*Exercise instructions*:
#1 In the comment thread on juvenile sentencing, reproduce the passage between "Posted by: Greg" and "be treated differently.", inclusive, substituting "neurological theories" for "biological theories".
#2 Continue the comment thread on juvenile sentencing from its final sentence.

We use LWOP in Michigan, and have a number of juveniles in prison on such sentences. I've long thought that there ought to be a provision in the parole statutes providing that, notwithstanding any other provision of law, all inmates must be reviewed for parole upon attaining 60 years of age, and annually thereafter, even if they haven't yet served therir minimum sentence. Crime, especially violent crime, is a young man's activity. Eventually, it ought to be possible to release these people. I'm not saying everybody should get out of prison at 60, but it is appropriate to review the older inmates for parole on a regular basis, and release those who can be safely released, to make more room for the younger ones entering the prison system.

Posted by: Greg Jones | Oct 15, 2009 9:57:04 AM

Sullivan doesn’t do what he did unless a long line of adults — people like his teachers, parents or others in his surrounding community — had failed to teach him responsibility all along

It's interesting to note, however, that the various amicus briefs filed in these cases, do not argue environmental reasons, but rely about exclusively on biological theories as to why juveniles should be treated differently.

Posted by: Steve | Oct 15, 2009 10:01:51 AM

that should read "almost"

Posted by: Steve | Oct 15, 2009 10:02:27 AM

"Crime, especially violent crime, is a young man's activity."

Exactly, only I would drop it to age 40. I am not a person who believes, except in the crudest sense, that people are prisoners to biology. But I also think that it's simply unscientific to claim that the aging process does not change the way we think, act, feel. I think the biggest mistake we make is that we think a second chance means to or three months or years later. I'd actually support laws that kept teens in jail longer (i.e., past the age of 18) for even typical crimes but that let them out earlier. While I understand the need for 18 years being a magical number in some cases, when it comes to crime and in specific rehabilitation of teens I'd like to see this magic number go out the door. If neuroscience is correct and the brain is not fully developed until age 24 then tossing a kid back into the community at age 16 or 18 is not giving him or her a second chance, it's sending them right back into the firestorm.

*Data section*:

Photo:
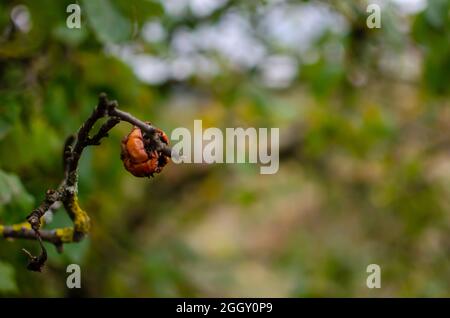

*Answers*:
#1
Posted by: Greg Jones | Oct 15, 2009 9:57:04 AM

Sullivan doesn’t do what he did unless a long line of adults — people like his teachers, parents or others in his surrounding community — had failed to teach him responsibility all along

It's interesting to note, however, that the various amicus briefs filed in these cases, do not argue environmental reasons, but rely about exclusively on neurological theories as to why juveniles should be treated differently.

#2
Posted by: Daniel | Oct 15, 2009 11:07:21 AM

It is simply not possible to predict with an acceptable level of certainty what a persons risk will be in three years, let alone thirty. That being the case, sentencing systems that attempt to do so are substantively unfair and should be found unconstitutional. There is an alternative. Make risk control decisions fixed time intervals, say yearly. That's what insurance companies do.

Posted by: Tom McGee | Oct 15, 2009 1:52:35 PM

I've long thought that there ought to be a provision in the parole statutes providing that, notwithstanding any other provision of law, all inmates must be reviewed for parole upon attaining 60 years of age, and annually thereafter, even if they haven't yet served therir minimum sentence.

One problem with this is: where do they go? After 40-50 years, during which prison is the only environment they've known, what do they do? How do they find food, shelter, health care? After you've taken away half-a-century of someone's life, how do you put them back in the community, where there's probably no one still living who knows them?